═══ Excerpted records ═══
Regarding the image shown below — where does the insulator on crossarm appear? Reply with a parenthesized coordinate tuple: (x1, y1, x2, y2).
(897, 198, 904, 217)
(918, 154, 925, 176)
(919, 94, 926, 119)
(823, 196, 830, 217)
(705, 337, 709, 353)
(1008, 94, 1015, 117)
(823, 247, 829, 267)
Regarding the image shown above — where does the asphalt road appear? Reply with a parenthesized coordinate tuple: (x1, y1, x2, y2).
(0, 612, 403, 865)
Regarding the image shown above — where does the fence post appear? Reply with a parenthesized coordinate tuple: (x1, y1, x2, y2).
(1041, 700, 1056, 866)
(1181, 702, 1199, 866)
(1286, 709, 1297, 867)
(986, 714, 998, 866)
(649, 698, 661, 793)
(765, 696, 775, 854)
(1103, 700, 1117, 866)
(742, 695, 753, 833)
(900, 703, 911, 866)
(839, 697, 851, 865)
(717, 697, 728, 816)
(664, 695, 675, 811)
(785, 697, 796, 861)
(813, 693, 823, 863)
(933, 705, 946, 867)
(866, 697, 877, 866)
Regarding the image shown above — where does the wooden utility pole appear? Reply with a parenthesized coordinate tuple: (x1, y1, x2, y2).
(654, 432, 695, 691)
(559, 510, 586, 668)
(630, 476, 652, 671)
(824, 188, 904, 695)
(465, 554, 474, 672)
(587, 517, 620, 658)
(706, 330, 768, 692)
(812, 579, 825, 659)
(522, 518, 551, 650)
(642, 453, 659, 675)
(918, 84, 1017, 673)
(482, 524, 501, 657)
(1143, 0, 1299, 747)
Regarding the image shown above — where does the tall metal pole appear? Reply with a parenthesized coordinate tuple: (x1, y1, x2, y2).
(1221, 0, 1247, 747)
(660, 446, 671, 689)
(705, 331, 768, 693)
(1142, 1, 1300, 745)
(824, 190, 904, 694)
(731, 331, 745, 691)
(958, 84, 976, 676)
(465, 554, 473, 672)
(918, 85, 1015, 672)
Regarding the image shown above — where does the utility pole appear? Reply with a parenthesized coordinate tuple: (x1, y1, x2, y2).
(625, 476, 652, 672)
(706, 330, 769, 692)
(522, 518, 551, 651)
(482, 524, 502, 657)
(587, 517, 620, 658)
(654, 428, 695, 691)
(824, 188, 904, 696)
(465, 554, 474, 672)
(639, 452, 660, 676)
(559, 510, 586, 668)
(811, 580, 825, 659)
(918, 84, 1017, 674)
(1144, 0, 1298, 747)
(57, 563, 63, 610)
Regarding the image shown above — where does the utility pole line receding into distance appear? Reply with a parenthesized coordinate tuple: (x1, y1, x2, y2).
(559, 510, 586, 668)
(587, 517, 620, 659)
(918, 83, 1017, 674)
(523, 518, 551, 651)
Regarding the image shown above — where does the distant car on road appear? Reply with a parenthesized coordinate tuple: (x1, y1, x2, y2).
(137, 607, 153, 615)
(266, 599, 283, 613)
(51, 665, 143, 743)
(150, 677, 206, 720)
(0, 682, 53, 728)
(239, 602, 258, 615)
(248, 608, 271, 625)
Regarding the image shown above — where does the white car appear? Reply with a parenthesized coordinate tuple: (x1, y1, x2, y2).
═══
Reproduce all data above, unchanged.

Regarding the image shown below — where does the insulator on crossarm appear? Reply with a parenthesized coordinate tuple: (x1, y1, x2, y2).
(897, 198, 904, 217)
(918, 154, 925, 176)
(919, 94, 926, 119)
(823, 196, 830, 217)
(705, 337, 709, 353)
(1008, 94, 1015, 117)
(823, 247, 829, 267)
Regarding the image shown above — where does the asphalt road appear? Reply with a parenthesized coordinate tuple: (x1, y1, x2, y2).
(0, 612, 403, 865)
Regarding the image shown above — where does the fence post appear? Reply with a parenthesized coordinate tuple: (x1, y1, x2, y2).
(1041, 700, 1056, 866)
(1181, 702, 1199, 866)
(1286, 709, 1297, 867)
(986, 714, 998, 866)
(649, 698, 661, 793)
(765, 696, 775, 854)
(1103, 700, 1117, 866)
(742, 695, 753, 833)
(900, 703, 911, 866)
(839, 697, 851, 865)
(717, 697, 728, 816)
(664, 695, 675, 811)
(785, 697, 796, 861)
(813, 693, 823, 863)
(933, 705, 946, 867)
(866, 697, 877, 866)
Regarding the image shown above — where does the wooden utility pole appear? Reply with a parenthesized coordinate tuple: (x1, y1, x2, y2).
(654, 432, 695, 691)
(559, 510, 586, 668)
(630, 476, 652, 671)
(824, 188, 904, 695)
(465, 554, 474, 672)
(587, 517, 620, 658)
(706, 330, 768, 692)
(812, 579, 825, 659)
(522, 518, 551, 650)
(642, 453, 659, 675)
(918, 84, 1017, 673)
(482, 524, 501, 657)
(1143, 0, 1299, 747)
Regarding the image shown above — where does the tall metal pole appear? Reply with a parenthesized coordinate tuple: (x1, y1, x2, y2).
(1221, 0, 1247, 747)
(660, 446, 671, 689)
(705, 331, 768, 693)
(1142, 1, 1300, 745)
(824, 190, 904, 694)
(731, 331, 745, 691)
(958, 84, 976, 676)
(465, 554, 473, 672)
(918, 85, 1015, 672)
Regarding the image shown above — where does the utility pole appear? Reply with a parenthesized coordinate tuple: (x1, y1, x2, y2).
(625, 476, 652, 672)
(706, 330, 769, 692)
(522, 518, 551, 651)
(482, 524, 502, 657)
(587, 517, 620, 658)
(654, 428, 695, 691)
(824, 188, 904, 696)
(465, 554, 474, 672)
(639, 452, 660, 676)
(559, 510, 586, 668)
(811, 580, 825, 659)
(918, 84, 1017, 674)
(1144, 0, 1298, 747)
(57, 563, 63, 610)
Regarding the image shown above — where does the utility pole line receding into distance appear? Reply with a parenthesized coordinate tuple: (x1, y1, x2, y2).
(559, 510, 586, 668)
(587, 517, 620, 659)
(918, 83, 1017, 674)
(523, 518, 551, 651)
Regarding the image shown above — where does the distant car on road appear? Reply with a parenthesized coordinate tuple: (x1, y1, x2, y2).
(137, 607, 153, 615)
(266, 599, 283, 613)
(51, 665, 143, 743)
(150, 677, 206, 720)
(0, 682, 53, 728)
(239, 602, 258, 615)
(248, 608, 271, 625)
Regarding the image shown above — where does the white car appear? Reply with a parenthesized coordinate tuple: (x1, y1, x2, y2).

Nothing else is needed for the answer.